Put the data below into a Markdown table with two columns, Row and Line. Number each nonblank line of the data in order and omit any blank lines.

:: Dataset rows ::

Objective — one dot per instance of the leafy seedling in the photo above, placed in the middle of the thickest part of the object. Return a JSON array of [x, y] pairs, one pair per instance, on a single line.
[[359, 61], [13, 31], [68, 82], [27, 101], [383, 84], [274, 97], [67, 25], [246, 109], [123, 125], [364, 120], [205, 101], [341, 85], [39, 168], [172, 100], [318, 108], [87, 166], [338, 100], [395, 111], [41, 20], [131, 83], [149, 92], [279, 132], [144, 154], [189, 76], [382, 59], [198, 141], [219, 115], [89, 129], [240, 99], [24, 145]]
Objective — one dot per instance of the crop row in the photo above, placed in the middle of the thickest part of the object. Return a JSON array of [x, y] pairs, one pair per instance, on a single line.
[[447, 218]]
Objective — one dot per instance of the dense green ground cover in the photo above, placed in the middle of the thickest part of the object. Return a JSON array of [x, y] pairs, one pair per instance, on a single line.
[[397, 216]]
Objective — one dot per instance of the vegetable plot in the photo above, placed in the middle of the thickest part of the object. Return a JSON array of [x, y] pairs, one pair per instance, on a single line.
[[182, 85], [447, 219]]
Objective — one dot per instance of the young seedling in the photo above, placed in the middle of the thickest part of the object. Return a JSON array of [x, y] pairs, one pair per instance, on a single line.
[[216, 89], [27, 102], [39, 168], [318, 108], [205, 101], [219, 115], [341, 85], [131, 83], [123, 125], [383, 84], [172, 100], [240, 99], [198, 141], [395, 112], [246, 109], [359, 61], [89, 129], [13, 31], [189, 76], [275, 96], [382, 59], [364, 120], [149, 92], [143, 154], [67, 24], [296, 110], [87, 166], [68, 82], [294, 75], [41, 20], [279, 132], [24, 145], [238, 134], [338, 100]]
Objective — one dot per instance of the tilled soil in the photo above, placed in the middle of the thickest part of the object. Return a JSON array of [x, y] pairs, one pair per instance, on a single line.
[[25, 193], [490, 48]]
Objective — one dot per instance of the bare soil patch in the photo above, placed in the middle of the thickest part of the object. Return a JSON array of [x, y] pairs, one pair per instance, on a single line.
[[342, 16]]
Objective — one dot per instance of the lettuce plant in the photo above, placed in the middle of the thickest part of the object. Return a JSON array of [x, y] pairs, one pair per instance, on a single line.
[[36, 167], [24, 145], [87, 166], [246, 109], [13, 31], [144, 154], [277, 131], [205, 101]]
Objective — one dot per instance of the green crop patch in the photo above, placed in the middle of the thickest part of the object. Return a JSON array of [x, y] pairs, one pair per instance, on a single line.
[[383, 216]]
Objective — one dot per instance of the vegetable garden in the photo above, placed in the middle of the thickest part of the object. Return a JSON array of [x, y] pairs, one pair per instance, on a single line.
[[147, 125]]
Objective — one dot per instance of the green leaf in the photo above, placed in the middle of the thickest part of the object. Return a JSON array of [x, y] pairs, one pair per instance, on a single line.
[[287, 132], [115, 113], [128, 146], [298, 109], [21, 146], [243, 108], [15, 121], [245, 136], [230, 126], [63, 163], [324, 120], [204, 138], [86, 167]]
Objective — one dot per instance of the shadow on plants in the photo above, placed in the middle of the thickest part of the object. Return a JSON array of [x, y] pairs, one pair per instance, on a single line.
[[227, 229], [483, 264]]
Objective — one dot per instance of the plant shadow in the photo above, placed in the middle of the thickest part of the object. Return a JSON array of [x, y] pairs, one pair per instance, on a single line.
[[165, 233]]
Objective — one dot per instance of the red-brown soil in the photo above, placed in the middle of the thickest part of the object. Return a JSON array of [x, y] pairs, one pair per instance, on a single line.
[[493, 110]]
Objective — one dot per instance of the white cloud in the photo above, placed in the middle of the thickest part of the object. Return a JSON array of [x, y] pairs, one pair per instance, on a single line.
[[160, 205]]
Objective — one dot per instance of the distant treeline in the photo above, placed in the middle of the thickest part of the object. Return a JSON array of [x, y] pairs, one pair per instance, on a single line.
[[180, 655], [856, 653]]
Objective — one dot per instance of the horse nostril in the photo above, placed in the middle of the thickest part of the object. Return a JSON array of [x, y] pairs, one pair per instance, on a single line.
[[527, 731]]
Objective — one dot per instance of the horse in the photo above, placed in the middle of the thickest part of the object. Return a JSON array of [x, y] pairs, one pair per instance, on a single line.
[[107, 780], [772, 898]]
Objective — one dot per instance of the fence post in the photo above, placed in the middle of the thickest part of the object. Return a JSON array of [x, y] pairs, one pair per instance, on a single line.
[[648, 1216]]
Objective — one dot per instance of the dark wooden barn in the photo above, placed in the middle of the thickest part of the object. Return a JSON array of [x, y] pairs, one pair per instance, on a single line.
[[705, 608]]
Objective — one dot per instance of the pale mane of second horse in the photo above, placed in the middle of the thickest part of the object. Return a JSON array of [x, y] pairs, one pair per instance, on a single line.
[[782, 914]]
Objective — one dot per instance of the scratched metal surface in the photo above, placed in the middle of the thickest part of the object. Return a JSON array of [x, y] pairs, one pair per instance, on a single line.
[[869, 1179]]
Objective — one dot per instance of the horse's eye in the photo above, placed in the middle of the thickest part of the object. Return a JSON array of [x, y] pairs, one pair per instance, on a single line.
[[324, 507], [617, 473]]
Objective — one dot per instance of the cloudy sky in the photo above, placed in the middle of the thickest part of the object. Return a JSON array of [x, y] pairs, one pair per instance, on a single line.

:::

• **Response**:
| Row | Line |
|---|---|
| 1 | Objective — one dot per instance of the leafy seedling in the photo above, placed in the middle of the thickest part of the object. Return a JSON array of [x, y] pairs, one pair per instance, on a single line. |
| 2 | [[359, 61], [13, 31], [68, 82], [27, 101], [383, 84], [274, 97], [67, 25], [246, 109], [123, 125], [364, 120], [205, 101], [341, 85], [39, 168], [172, 100], [318, 108], [87, 166], [338, 100], [395, 111], [41, 20], [131, 83], [149, 92], [279, 132], [144, 154], [189, 76], [382, 59], [198, 141], [219, 115], [89, 129], [240, 99], [24, 145]] |
| 3 | Objective — one dot per instance of the crop row in the photo above, placed in the middle of the thickest part of the object. Return a JSON array of [x, y] pairs, one pair per instance, on a single line. |
| 4 | [[447, 218]] |
| 5 | Objective — one dot per instance of the dense green ground cover in the photo above, placed in the middle of the thickest part of the object. Return a JSON array of [x, y] pairs, one pair per instance, on a single line. |
| 6 | [[397, 216]] |
| 7 | Objective — one dot per instance of the vegetable plot in the photo above, placed in the middle of the thickest part of the object. Return a JSON array of [x, y] pairs, one pair per instance, on a single line. |
| 8 | [[182, 85], [447, 219]] |
| 9 | Objective — one dot per instance of the young seedling in the photo above, placed in the middle of the thickest part of the object. Return a JSON array of [x, y] pairs, one pair per instance, on a single line. |
| 10 | [[216, 89], [27, 102], [39, 168], [318, 108], [205, 101], [219, 115], [341, 85], [131, 83], [123, 125], [383, 84], [172, 100], [240, 99], [198, 141], [395, 112], [246, 109], [359, 61], [89, 129], [13, 31], [189, 76], [275, 96], [382, 59], [364, 120], [149, 92], [143, 154], [67, 24], [296, 110], [87, 166], [68, 82], [294, 75], [41, 20], [279, 132], [24, 145], [238, 134], [338, 100]] |
| 11 | Objective — one dot per instance of the tilled soil in the photo above, placed in the middle of the thickest part of the object. Return a JSON array of [x, y] pairs, one pair per instance, on a single line. |
| 12 | [[25, 193], [490, 48]] |
| 13 | Objective — one dot per instance of the bare soil patch in the photo above, placed in the middle of the thickest part of the object. Return a JSON array of [x, y] pairs, one pair per instance, on a single line. |
| 14 | [[342, 16]] |
| 15 | Objective — one dot per instance of the lettuce plant in the photo above, placed in the middle of the thickest part of the object. Return a JSON array of [x, y] pairs, one pair per instance, on a single line. |
| 16 | [[36, 167], [24, 145], [87, 166], [246, 109], [13, 31], [144, 154], [277, 131], [205, 101]] |
| 17 | Objective — one dot per instance of the green crop patch in the photo above, placed in the middle of the thickest part of the object. Return a JSON array of [x, y] pairs, one pair per instance, on a single line. |
| 18 | [[383, 216]] |
| 19 | Objective — one dot per instance of the vegetable garden in the photo above, placed in the middle of the thickest part of the object. Return a JSON array of [x, y] pairs, one pair per instance, on a single line. |
| 20 | [[147, 125]] |
| 21 | Objective — one dot per instance of the green leaf in the photo above, placed in the middle of the thickest part of the object. Return a JSON array of [x, y] pairs, one pair per instance, on a single line. |
| 22 | [[287, 132], [115, 113], [128, 146], [298, 109], [21, 146], [243, 108], [15, 121], [245, 136], [230, 126], [63, 163], [324, 120], [204, 138], [86, 167]] |
| 23 | Objective — one dot per instance of the shadow on plants in the photo above, placed in the middle of the thickest part of the object. Return a JSON array of [x, y] pairs, one pair per instance, on a single line. |
| 24 | [[227, 229], [483, 264]] |
| 25 | Objective — one dot per instance of the plant shadow in the photo above, placed in the middle of the thickest part of the object. Return a JSON array of [x, y] pairs, one pair per instance, on a single line. |
| 26 | [[165, 233]] |
| 27 | Objective — one dot per instance of the red-brown soil in the photo above, placed in the middle of the thickest part of the object. Return a JSON array of [x, y] pairs, one pair per instance, on a single line. |
| 28 | [[493, 110]] |
| 29 | Objective — one dot per instance of the white cloud in the photo above, placed in the middle of the thickest part of the object. Return a JSON array of [x, y] pairs, one pair per instance, on a single line. |
| 30 | [[160, 205]] |
| 31 | Objective — one dot per instance of the distant treeline in the photo above, placed in the middle of the thickest part of the object. Return a JSON array of [x, y] pairs, one pair per instance, on a single line. |
| 32 | [[180, 655], [856, 653]] |
| 33 | Objective — one dot per instance of the horse nostril in the photo above, placed in the middle of the thickest part of the object. Return a JSON array of [x, y] pairs, one pair per instance, on a single line. |
| 34 | [[527, 731]] |
| 35 | Objective — one dot per instance of the horse in the photo above, placed in the middle of the thickest part of the object. Return a JSON array of [x, y] pairs, one pair per instance, on a single line. |
| 36 | [[107, 780], [772, 898]] |
| 37 | Objective — one dot per instance of the fence post in the photo above, placed in the middle of the thickest part of the object. Return a JSON array of [x, y] pairs, one pair per instance, on a single line. |
| 38 | [[648, 1216]] |
| 39 | Objective — one dot per instance of the dark wooden barn in the photo above, placed in the middle of the thickest part of the object. Return a JSON array of [x, y] pairs, one pair per instance, on a single line. |
| 40 | [[705, 608]] |
| 41 | Objective — one dot per instance of the pale mane of second horse in the photo above, placed in the middle of the thickest part of the object. Return a JSON array of [x, y] pairs, one pair per instance, on a single line. |
| 42 | [[782, 914]] |
| 43 | Objective — one dot per instance of the scratched metal surface in the photo above, placed in the middle of the thickest part of the object. Return a JSON array of [x, y] pairs, one pair per instance, on a single line. |
| 44 | [[869, 1179]] |
| 45 | Objective — one dot per instance of the horse's eye in the photo above, placed in the middle of the thickest part of the object. Return a JSON array of [x, y] pairs, one pair per instance, on a single line. |
| 46 | [[324, 507], [617, 473]] |
| 47 | Objective — one dot per instance of the cloudy sky in the photo above, placed in the middle of the thickest part of the object. Return a JSON array of [x, y] pairs, one pair per instance, on a single line. |